[SET TASK 1] Which lines of the rows contain the word "black"? Collect every one of them, treating uppercase and lowercase as different.

[DOCUMENT EXCERPT]
Most helpful customer reviews
11 of 12 people found the following review helpful.
VERY DISSAPOINTED
By EIP
too many discrepancies. the writer should have done his homework first by researching for the true facts through Hector's life through credible people that were really close to him. he got Hector's mother's name wrong. her name is so not Muere Dona Pachita. i couldn't believe it. i could go on as the list grows, but i think i got my message through. don't waste your money on this book.
6 of 6 people found the following review helpful.
...not the definitive bio -- by a long shot...
By Leopold Stotch
...I pretty much agree with the other reviewers. This book seems like a real quickie job, with almost no primary sources. Almost all the quotes are taken from other peoples' research, and there is a lot of conjecture and hearsay -- which may work for Lionel Hutz, but really don't do the legacy of Hector any justice at all.
And, frankly, the book is just poorly written and edited. The same phrases are repeated ad nauseum, italics are missing, and it just seems like a broken record at some points...
I gave it two stars because it's all we got, and it's better than nothing, but it's still far from perfect. The window is wide open for a more riveting, thoroughly researched volume. Let's hope the movie inspires someone to dig a little deeper. Or a lot deeper.
10 of 12 people found the following review helpful.
What a dissapointment
By juan hernandez
I bought this book thinking that it was going to be more of a biography, more than what the book actually is. The way the book has been written is plain and simple, based more on a he/she said stories about Hector. Also the writer spends most the time trying to make a connection of some sort between the book and the movie. The only thing both of them do is exploit Hector's drug problem, it does not go in depth as to how Hector the human being really was. dissapointed.

[SET TASK 2] How would you translate this sentence from the book reviews into Spanish: "Let's hope the movie inspires someone to dig a little deeper."

Pointing dataset excerpts

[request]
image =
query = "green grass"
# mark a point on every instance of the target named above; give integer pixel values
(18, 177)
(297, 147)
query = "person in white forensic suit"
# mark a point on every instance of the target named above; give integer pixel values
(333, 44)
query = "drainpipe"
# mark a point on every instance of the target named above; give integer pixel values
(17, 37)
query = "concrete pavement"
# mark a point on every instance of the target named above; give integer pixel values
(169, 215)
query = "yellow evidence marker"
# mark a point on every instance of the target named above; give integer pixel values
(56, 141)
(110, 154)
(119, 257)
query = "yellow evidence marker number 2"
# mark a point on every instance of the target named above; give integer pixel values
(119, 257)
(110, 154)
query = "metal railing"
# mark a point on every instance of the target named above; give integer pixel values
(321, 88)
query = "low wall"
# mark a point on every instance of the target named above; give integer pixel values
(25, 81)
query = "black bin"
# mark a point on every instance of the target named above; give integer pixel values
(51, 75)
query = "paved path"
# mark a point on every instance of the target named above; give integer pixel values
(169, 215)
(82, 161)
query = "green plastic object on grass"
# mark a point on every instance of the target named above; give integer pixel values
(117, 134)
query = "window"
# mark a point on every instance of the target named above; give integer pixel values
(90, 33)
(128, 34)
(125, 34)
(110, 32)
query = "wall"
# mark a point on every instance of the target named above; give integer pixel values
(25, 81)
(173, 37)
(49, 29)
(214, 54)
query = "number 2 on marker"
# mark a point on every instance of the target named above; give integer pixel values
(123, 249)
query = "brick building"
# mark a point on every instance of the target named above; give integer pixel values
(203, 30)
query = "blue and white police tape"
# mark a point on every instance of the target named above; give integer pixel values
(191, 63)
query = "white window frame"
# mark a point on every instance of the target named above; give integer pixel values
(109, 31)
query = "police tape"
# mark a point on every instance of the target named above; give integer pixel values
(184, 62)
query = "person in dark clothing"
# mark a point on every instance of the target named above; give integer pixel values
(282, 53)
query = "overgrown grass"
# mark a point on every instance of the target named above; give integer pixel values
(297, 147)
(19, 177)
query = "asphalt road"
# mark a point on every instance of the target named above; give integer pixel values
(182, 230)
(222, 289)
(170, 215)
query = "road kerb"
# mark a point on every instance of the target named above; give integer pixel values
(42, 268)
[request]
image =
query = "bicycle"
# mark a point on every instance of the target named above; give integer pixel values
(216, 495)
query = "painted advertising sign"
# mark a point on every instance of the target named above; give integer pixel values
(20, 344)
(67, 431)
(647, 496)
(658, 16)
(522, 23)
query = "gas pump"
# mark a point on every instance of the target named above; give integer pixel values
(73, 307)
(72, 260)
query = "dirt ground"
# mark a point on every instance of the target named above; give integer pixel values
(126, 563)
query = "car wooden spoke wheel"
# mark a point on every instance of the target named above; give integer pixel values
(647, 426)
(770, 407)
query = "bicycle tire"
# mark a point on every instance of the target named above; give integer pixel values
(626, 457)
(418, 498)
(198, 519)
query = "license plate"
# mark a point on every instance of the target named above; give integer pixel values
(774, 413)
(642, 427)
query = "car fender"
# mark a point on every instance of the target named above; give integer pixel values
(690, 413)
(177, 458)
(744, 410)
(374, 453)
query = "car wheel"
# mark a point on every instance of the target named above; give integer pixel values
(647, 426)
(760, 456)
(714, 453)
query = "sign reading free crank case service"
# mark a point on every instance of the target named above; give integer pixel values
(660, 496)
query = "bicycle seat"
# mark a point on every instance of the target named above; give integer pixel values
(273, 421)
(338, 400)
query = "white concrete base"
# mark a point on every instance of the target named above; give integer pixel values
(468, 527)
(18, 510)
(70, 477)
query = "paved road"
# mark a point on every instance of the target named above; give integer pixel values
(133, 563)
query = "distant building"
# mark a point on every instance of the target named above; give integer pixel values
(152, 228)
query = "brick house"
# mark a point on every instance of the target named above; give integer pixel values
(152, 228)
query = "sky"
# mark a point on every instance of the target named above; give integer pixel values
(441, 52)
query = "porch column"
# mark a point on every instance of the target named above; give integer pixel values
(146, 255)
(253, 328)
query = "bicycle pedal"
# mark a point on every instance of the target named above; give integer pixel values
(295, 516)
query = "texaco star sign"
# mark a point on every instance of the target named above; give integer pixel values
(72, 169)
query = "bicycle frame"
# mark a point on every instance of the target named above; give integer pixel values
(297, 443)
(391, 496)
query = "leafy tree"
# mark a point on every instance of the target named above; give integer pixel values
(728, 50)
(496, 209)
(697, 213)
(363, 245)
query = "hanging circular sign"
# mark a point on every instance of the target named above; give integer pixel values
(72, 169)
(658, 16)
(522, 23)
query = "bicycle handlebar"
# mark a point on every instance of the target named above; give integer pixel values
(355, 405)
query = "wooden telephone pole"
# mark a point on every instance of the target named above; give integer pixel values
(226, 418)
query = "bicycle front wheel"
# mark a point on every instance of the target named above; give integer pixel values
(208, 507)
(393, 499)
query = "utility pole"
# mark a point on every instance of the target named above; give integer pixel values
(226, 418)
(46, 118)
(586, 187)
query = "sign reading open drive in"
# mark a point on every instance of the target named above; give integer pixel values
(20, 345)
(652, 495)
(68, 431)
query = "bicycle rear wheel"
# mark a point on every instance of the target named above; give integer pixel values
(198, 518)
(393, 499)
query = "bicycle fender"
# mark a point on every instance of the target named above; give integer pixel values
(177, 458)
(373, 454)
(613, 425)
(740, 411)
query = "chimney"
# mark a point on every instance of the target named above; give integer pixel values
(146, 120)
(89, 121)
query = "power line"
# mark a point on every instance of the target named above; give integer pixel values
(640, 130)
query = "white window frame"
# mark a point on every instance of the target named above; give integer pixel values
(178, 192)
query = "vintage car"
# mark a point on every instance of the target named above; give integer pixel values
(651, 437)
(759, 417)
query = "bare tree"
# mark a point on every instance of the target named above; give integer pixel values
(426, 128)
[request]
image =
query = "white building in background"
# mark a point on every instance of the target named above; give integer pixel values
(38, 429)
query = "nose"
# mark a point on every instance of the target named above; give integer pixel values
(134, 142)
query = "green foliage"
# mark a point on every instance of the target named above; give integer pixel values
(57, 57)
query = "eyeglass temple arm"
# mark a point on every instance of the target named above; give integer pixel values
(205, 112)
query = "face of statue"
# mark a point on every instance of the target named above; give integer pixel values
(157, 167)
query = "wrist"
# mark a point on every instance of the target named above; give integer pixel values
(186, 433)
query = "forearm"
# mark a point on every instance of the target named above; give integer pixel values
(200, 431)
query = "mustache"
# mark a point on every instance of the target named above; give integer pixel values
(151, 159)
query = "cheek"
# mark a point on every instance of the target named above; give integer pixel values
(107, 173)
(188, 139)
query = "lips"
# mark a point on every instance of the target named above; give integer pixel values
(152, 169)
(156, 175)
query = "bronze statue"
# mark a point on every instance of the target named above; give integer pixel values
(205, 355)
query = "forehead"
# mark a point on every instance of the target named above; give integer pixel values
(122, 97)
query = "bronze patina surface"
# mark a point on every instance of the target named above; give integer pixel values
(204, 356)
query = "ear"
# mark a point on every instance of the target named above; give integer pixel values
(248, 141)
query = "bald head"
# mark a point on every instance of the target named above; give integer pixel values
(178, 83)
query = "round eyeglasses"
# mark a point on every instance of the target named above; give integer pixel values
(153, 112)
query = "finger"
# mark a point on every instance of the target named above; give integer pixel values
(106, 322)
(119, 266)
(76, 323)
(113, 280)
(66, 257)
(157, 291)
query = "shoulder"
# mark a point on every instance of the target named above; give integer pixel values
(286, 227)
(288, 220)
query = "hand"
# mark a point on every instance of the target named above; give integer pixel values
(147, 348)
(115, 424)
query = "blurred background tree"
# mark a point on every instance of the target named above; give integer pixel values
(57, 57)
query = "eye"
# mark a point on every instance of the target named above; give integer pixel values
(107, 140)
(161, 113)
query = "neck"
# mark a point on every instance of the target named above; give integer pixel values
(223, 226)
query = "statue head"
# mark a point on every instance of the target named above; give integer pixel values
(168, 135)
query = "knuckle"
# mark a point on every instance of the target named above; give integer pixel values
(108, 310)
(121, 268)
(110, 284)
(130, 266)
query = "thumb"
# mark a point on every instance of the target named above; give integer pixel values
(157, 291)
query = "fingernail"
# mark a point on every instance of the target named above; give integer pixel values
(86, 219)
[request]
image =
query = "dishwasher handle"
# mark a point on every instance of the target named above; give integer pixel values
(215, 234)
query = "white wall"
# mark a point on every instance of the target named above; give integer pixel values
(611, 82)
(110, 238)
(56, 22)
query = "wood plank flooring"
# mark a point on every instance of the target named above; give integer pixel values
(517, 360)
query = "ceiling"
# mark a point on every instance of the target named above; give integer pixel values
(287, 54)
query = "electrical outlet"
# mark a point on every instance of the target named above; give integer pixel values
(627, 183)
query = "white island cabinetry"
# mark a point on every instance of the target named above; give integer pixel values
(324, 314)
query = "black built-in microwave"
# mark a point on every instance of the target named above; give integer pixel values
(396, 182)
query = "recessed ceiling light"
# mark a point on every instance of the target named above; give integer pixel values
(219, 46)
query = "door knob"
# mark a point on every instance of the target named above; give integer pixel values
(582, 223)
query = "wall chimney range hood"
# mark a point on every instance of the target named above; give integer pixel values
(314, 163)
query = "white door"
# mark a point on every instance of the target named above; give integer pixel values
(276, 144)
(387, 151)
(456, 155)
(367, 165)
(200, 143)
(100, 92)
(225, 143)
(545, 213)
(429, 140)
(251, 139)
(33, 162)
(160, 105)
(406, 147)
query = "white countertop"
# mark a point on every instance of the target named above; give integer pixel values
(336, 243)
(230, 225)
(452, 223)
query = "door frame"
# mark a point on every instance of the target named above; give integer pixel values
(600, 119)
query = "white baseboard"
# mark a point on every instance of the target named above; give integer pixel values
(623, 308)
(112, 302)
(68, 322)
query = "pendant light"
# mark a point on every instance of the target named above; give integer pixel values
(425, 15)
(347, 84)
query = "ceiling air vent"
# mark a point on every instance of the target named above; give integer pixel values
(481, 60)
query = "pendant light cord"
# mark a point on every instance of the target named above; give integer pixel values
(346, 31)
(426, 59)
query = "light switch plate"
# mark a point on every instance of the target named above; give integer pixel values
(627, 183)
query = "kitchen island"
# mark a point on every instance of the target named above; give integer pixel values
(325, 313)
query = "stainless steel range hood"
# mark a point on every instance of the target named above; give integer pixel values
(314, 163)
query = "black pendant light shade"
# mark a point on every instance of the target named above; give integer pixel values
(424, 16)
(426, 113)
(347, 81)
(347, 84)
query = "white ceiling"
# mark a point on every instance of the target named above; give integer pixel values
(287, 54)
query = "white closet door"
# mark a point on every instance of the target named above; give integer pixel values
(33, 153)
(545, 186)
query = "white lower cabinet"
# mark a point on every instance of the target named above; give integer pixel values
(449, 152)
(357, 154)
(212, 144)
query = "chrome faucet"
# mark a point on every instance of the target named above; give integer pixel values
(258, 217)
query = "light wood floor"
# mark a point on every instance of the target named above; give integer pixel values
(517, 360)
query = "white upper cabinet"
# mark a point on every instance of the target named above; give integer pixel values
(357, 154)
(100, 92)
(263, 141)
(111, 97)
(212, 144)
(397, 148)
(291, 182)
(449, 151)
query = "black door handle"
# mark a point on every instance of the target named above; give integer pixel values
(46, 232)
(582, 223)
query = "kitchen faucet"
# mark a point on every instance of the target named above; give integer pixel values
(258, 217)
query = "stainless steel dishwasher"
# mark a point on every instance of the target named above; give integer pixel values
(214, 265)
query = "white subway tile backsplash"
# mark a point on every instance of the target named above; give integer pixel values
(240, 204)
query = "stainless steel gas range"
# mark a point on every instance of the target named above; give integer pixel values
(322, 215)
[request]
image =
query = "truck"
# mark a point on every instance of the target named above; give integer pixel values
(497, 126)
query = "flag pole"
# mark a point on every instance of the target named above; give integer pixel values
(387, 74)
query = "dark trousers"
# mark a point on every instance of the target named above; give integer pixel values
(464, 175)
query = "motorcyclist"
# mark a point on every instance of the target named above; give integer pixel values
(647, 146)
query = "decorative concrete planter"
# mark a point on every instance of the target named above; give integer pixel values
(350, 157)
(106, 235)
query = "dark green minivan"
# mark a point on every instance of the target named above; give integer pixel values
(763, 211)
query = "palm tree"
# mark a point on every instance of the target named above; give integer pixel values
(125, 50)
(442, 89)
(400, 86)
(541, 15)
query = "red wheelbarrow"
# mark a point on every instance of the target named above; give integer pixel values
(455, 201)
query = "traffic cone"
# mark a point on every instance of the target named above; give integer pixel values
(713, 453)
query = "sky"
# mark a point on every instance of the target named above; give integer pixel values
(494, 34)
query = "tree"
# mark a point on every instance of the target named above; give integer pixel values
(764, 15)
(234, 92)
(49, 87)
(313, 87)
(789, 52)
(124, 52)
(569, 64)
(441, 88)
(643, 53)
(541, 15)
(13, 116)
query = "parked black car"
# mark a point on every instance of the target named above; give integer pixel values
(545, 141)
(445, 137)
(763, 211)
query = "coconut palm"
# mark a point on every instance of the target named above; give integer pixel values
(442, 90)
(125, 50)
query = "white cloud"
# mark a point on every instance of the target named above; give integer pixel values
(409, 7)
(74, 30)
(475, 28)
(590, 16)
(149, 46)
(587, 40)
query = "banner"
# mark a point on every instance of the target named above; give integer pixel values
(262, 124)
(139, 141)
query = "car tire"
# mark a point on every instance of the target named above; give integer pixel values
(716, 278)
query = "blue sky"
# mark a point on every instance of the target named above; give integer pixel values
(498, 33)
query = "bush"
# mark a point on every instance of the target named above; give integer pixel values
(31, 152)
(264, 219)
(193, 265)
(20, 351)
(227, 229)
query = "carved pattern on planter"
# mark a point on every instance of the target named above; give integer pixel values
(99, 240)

[TASK RESPONSE 1]
query = "black bin"
query = "black built-in microwave"
query = "black pendant light shade"
query = "black door handle"
query = "parked black car"

[TASK RESPONSE 2] Esperemos que la película inspire a alguien a investigar un poco más a fondo.